- Work to be completed: Without omitting anything, return the records precisely as given.

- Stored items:
● ● ● ●
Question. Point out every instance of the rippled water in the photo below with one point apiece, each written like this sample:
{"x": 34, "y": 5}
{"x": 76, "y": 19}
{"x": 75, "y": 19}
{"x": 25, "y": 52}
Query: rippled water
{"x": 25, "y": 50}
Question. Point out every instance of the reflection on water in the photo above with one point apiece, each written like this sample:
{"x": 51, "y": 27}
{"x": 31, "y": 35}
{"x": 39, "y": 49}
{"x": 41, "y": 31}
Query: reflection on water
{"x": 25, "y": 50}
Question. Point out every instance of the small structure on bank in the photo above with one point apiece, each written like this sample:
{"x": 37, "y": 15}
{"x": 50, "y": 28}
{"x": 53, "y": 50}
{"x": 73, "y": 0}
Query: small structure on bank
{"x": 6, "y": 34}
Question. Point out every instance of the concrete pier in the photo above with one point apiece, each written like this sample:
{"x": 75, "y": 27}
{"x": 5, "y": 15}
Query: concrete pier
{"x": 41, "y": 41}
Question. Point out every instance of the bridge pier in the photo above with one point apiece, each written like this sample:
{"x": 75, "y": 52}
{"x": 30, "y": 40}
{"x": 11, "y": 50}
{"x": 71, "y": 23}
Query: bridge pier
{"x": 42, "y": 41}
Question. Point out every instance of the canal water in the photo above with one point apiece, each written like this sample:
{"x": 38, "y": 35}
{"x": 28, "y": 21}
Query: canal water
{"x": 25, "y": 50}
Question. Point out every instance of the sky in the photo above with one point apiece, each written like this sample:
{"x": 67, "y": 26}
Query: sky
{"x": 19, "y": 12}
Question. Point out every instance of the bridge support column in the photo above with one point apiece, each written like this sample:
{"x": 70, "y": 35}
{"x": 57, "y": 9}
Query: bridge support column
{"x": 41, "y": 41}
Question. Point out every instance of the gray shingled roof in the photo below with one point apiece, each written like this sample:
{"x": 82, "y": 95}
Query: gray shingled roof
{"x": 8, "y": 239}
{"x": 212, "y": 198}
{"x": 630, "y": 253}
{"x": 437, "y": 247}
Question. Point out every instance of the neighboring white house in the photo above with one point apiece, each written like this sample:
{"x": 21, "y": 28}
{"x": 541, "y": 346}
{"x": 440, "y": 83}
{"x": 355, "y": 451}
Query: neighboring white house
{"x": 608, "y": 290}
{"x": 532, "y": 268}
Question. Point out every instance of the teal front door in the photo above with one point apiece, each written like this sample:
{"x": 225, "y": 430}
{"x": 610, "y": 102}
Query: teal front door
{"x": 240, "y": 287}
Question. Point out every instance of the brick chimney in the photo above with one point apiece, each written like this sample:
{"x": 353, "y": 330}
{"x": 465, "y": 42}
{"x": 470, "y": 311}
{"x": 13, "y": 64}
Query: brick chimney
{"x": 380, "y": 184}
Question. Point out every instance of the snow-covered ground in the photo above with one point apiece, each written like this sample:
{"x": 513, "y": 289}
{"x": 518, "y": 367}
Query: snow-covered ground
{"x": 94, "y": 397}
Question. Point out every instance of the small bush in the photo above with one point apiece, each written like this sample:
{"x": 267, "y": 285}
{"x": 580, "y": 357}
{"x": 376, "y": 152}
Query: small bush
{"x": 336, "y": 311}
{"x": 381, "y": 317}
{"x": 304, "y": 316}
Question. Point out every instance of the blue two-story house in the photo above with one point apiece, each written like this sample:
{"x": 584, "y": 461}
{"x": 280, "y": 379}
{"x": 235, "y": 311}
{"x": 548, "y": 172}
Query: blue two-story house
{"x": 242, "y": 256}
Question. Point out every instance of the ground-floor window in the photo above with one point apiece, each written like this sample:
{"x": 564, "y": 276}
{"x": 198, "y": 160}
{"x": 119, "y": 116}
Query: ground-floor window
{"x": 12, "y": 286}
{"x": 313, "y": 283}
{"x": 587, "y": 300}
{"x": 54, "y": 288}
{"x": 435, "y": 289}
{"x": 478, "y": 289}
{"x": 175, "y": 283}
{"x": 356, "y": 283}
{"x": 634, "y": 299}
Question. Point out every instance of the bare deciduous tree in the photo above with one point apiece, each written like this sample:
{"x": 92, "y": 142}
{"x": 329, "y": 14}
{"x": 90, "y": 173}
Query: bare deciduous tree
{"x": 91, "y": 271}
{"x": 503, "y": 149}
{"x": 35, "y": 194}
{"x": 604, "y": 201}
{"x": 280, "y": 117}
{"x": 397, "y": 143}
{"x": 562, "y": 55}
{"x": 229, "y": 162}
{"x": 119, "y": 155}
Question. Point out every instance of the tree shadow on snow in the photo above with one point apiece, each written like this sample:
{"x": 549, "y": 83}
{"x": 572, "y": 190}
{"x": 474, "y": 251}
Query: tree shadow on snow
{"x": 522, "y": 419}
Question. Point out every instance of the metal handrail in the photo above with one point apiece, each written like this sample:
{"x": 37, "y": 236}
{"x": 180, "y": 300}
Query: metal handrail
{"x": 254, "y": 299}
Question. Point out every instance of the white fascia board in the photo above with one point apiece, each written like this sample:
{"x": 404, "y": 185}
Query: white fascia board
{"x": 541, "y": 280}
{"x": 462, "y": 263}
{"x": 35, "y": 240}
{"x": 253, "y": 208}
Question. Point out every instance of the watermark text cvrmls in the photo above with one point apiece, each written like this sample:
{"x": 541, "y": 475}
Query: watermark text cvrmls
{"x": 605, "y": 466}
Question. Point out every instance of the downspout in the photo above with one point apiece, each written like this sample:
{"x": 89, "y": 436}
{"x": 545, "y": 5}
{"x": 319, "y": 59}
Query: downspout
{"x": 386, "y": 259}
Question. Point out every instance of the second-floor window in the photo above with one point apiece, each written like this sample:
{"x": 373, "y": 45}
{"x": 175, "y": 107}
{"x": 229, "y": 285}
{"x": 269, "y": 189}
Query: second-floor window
● ● ● ●
- Reply to the exercise:
Question. Point out every instance of the rippled water in the photo below with one point apiece, each written like this sample:
{"x": 34, "y": 5}
{"x": 76, "y": 19}
{"x": 75, "y": 19}
{"x": 25, "y": 52}
Query: rippled water
{"x": 25, "y": 50}
Question. Point out every instance of the reflection on water in the photo above with one point apiece, each written like this sample:
{"x": 51, "y": 27}
{"x": 31, "y": 35}
{"x": 39, "y": 49}
{"x": 41, "y": 31}
Query: reflection on water
{"x": 25, "y": 50}
Question. Point out every instance of the small structure on bank in the photo above with one point apiece, each written like this sample:
{"x": 37, "y": 15}
{"x": 50, "y": 28}
{"x": 53, "y": 50}
{"x": 73, "y": 0}
Query: small structure on bank
{"x": 6, "y": 34}
Question. Point out every instance of the concrete pier in the photo above with one point apiece, each written like this sample:
{"x": 75, "y": 27}
{"x": 5, "y": 15}
Query: concrete pier
{"x": 41, "y": 41}
Question. Point out every instance of the bridge pier in the photo above with one point apiece, each written like this sample:
{"x": 75, "y": 52}
{"x": 30, "y": 40}
{"x": 11, "y": 50}
{"x": 71, "y": 23}
Query: bridge pier
{"x": 42, "y": 41}
Question. Point out every instance of the canal water in the photo above with one point apiece, each written like this sample:
{"x": 38, "y": 35}
{"x": 28, "y": 21}
Query: canal water
{"x": 25, "y": 50}
Question. Point out every instance of the sky in the photo above with one point apiece, each written like this sample:
{"x": 67, "y": 26}
Query: sky
{"x": 19, "y": 12}
Question. Point out every instance of the bridge support column in the photo above with one point apiece, each written like this sample:
{"x": 70, "y": 35}
{"x": 57, "y": 9}
Query: bridge support column
{"x": 41, "y": 41}
Question. Point out every instance of the gray shingled roof in the photo below with one point apiece, each written like this sample:
{"x": 82, "y": 95}
Query: gray shingled roof
{"x": 8, "y": 239}
{"x": 212, "y": 198}
{"x": 630, "y": 253}
{"x": 437, "y": 247}
Question. Point out every instance of the neighboring white house in the photo above with one point apiece, each written like this sample:
{"x": 21, "y": 28}
{"x": 541, "y": 346}
{"x": 440, "y": 83}
{"x": 355, "y": 451}
Query: neighboring white house
{"x": 608, "y": 290}
{"x": 532, "y": 268}
Question. Point out every instance of the teal front door in the photo above with one point apiece, each written like this sample:
{"x": 225, "y": 430}
{"x": 610, "y": 102}
Query: teal front door
{"x": 240, "y": 287}
Question. Point out every instance of the brick chimney in the photo above with one point apiece, each written like this sample:
{"x": 353, "y": 330}
{"x": 465, "y": 42}
{"x": 470, "y": 311}
{"x": 13, "y": 64}
Query: brick chimney
{"x": 380, "y": 184}
Question. Point out every instance of the snow-covered ground in the photo above with one point apiece, each written like this sample:
{"x": 513, "y": 289}
{"x": 518, "y": 367}
Query: snow-covered ground
{"x": 94, "y": 397}
Question. Point out every instance of the small bush in the photo above with one point apiece, each written like this sample:
{"x": 267, "y": 285}
{"x": 580, "y": 357}
{"x": 376, "y": 152}
Query: small bush
{"x": 336, "y": 311}
{"x": 381, "y": 317}
{"x": 304, "y": 316}
Question. Point out every instance of the blue two-story house in the photo above with one point apiece, each written like this sample:
{"x": 584, "y": 461}
{"x": 280, "y": 379}
{"x": 235, "y": 311}
{"x": 548, "y": 172}
Query: blue two-story house
{"x": 242, "y": 256}
Question. Point out every instance of the ground-floor window in the photo above with one point apiece, each written like this sample:
{"x": 564, "y": 276}
{"x": 198, "y": 160}
{"x": 119, "y": 116}
Query: ground-floor window
{"x": 12, "y": 286}
{"x": 313, "y": 283}
{"x": 587, "y": 300}
{"x": 54, "y": 288}
{"x": 435, "y": 289}
{"x": 478, "y": 289}
{"x": 175, "y": 283}
{"x": 356, "y": 283}
{"x": 634, "y": 299}
Question. Point out every instance of the bare deciduous tree in the photo above with one point apiece, each written like this sample:
{"x": 92, "y": 142}
{"x": 329, "y": 14}
{"x": 90, "y": 173}
Query: bare deciduous tree
{"x": 91, "y": 271}
{"x": 503, "y": 149}
{"x": 35, "y": 194}
{"x": 604, "y": 201}
{"x": 280, "y": 117}
{"x": 397, "y": 143}
{"x": 562, "y": 55}
{"x": 229, "y": 162}
{"x": 119, "y": 155}
Question. Point out every instance of the tree shadow on snow in the photo above with one point apiece, each written like this sample:
{"x": 549, "y": 83}
{"x": 572, "y": 190}
{"x": 474, "y": 251}
Query: tree shadow on snow
{"x": 522, "y": 419}
Question. Point out every instance of the metal handrail in the photo above with one point apiece, each written like this sample:
{"x": 37, "y": 236}
{"x": 180, "y": 300}
Query: metal handrail
{"x": 254, "y": 299}
Question. Point out every instance of the white fascia board in the photo above with one point apiece, each written like this sample:
{"x": 404, "y": 185}
Query: white fascia board
{"x": 541, "y": 280}
{"x": 462, "y": 263}
{"x": 35, "y": 240}
{"x": 253, "y": 208}
Question. Point out every instance of the watermark text cvrmls in the photo above with one point apiece, each written like this sample:
{"x": 541, "y": 475}
Query: watermark text cvrmls
{"x": 605, "y": 466}
Question. Point out every instance of the downspout in the photo above with one point apiece, each written like this sample:
{"x": 89, "y": 436}
{"x": 545, "y": 5}
{"x": 319, "y": 59}
Query: downspout
{"x": 386, "y": 259}
Question. Point out every instance of the second-floor window in the photo above with one point apiece, each written like this sample:
{"x": 373, "y": 45}
{"x": 175, "y": 107}
{"x": 229, "y": 285}
{"x": 269, "y": 189}
Query: second-floor window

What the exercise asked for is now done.